◆ TEXT BLOCK:
|Austin Butterfield, left, and Jeff Vande Zande in a scene from "B.F.A."|
Reels at Roethke
When: 6:30pm Thursday, Sept. 20
Where: 1805 Gratiot in Saginaw
What: Premiere of a 10-minute short film based on a scene in the book “American Poet,” written by Jeff Vande Zande and set in Saginaw (including the home of native poet Theodore Roethke).
How much: Freewill offering, but seating is limited so e-mail firstname.lastname@example.org to reserve a space
story by Janet I. Martineau
From book to movie is a common theme in our culture.
And on the night of Thursday, Sept. 20, Saginaw will join in on that legacy with the premiere of a film titled “B.F.A.,” based on the novel “American Poet.”
OK, granted, it’s kinda a miniature book-to-movie project.
Written by Midland resident Jeff Vande Zande, “American Poet” is a mere 152-pager. A quick read. And his screenplay adaptation from it runs only 10 minutes -- making it a short subject rather than a feature -- and covers only one SCENE in the book.

◆ PROVIDED DATA:
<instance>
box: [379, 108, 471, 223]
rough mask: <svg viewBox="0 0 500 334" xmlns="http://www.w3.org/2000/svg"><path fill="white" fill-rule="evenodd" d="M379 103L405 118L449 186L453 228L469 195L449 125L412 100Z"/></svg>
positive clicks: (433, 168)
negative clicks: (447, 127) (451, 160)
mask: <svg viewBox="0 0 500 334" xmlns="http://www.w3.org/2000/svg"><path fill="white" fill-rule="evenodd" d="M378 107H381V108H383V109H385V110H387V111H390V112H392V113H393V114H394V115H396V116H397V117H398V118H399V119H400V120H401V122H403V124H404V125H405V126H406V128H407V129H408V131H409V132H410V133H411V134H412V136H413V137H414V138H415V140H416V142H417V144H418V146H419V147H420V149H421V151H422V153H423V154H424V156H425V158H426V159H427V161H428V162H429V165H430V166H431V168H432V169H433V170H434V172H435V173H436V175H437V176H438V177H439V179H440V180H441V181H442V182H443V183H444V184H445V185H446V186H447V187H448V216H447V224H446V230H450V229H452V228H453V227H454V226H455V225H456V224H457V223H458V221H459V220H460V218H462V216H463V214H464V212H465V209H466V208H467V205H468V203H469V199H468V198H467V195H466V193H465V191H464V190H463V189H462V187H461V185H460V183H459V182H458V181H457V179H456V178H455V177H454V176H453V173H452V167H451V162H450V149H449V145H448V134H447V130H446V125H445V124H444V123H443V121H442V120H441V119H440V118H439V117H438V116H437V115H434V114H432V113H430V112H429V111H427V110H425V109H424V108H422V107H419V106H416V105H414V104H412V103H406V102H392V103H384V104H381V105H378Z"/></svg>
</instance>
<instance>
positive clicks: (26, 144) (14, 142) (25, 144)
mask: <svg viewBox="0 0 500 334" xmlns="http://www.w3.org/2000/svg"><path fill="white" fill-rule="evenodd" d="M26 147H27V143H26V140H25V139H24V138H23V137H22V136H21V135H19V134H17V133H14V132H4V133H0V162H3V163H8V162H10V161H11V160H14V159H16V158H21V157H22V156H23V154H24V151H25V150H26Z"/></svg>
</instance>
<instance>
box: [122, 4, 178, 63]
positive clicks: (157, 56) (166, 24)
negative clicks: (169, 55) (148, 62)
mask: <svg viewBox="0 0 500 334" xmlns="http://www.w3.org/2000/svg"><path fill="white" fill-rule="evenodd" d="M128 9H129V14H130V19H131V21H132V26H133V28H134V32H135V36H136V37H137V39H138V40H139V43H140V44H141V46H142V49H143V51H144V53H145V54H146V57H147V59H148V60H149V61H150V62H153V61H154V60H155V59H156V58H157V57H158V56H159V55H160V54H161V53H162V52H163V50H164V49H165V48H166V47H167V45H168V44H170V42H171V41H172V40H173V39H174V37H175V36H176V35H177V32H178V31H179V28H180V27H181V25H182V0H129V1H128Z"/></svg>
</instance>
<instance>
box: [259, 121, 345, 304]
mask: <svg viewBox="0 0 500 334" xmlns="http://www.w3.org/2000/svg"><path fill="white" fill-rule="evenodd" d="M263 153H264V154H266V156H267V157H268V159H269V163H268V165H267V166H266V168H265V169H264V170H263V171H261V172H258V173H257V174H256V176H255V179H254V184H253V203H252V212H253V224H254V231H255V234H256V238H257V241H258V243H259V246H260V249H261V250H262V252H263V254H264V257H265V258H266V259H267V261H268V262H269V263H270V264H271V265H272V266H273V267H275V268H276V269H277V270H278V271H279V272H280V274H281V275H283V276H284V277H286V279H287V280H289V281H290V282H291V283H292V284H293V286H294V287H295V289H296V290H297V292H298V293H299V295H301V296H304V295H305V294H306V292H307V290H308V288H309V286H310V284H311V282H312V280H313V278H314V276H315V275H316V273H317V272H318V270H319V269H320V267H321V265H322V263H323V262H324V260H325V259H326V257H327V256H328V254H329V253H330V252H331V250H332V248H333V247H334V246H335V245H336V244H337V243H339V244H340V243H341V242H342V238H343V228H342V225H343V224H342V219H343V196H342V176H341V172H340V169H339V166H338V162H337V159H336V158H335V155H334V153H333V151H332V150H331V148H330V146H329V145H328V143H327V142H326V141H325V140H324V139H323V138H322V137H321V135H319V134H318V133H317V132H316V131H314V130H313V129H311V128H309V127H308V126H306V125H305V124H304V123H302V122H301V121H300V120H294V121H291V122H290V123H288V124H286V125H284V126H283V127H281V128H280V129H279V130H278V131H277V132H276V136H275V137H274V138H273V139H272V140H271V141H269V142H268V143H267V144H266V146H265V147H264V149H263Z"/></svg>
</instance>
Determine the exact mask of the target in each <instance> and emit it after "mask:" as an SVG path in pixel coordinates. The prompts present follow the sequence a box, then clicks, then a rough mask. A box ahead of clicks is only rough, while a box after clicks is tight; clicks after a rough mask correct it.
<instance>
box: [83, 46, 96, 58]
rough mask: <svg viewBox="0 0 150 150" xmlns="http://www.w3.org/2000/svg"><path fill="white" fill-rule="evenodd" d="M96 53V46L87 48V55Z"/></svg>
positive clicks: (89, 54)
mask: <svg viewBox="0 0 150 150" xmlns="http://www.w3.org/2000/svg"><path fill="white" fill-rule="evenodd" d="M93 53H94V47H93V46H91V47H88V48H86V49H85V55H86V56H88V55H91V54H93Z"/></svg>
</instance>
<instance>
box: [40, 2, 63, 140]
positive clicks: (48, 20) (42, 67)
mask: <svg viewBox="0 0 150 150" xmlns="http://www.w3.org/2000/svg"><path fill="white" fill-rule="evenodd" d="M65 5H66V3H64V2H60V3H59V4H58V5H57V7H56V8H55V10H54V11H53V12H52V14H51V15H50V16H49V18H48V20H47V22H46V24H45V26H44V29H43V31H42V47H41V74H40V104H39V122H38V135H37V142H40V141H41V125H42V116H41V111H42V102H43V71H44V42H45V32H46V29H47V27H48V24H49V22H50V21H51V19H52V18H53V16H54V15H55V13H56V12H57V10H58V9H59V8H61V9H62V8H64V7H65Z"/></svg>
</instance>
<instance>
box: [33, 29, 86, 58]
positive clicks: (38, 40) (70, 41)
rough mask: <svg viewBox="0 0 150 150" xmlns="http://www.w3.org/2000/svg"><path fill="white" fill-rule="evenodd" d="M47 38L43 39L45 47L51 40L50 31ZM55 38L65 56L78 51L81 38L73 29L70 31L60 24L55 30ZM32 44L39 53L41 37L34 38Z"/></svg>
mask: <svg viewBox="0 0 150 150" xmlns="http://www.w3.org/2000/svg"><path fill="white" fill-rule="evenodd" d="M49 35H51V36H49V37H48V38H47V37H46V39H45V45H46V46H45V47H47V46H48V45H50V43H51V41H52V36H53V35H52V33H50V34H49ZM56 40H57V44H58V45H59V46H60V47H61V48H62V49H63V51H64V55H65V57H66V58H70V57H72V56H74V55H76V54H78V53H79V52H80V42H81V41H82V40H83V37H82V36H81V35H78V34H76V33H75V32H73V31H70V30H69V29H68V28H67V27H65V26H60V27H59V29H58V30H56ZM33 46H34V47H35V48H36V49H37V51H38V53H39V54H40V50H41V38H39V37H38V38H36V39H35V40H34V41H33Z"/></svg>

◆ TASK GOAL: Pick up the article on the "B.F.A." premiere right after its final sentence and continue it.

◆ RESULT:
But still, film fans may find the evening fun since it also includes music by Brett Mitchell, who wrote the songs for the short. And Vande Zande and filmmaker Jim Gleason, both on the faculty at Delta College, will answer questions about the process (creative writing, adapting a book into a screenplay, filmmaking) as well as provide information about Delta’s digital film production program.
“My book is about a young poet who moves back to Saginaw and finds himself on a mission to save the Theodore Roethke House,” says Vande Zande, also a poet as well as novelist. “Of course, before he can save the house, he needs to find a job.
“In one scene from the book, the main character tries to get a job at a bank ... with a bachelor of fine arts degree! It is a humorous look at how the business world can sometimes treat those who have a degree in the arts.
“I just really liked this scene and thought that it would make a funny short film. Jim and I did one other film together, called ‘Commitment’ and also humorous. It was adapted from a very short story of mine called ‘Cormac McCarthy Goes to the Local Parable Writers Club and Suggests Revisions to Their Endings.’”
In “B.F.A.,” Vande Zande himself plays the dubious banker with Austin Butterfield of Bay City, and a student at Saginaw Valley State University, cast as the young poet seeking a job. The majority of the film was shot at Delta College, along with two Midland locations.
Vande Zande says book to film adaptation is hard work.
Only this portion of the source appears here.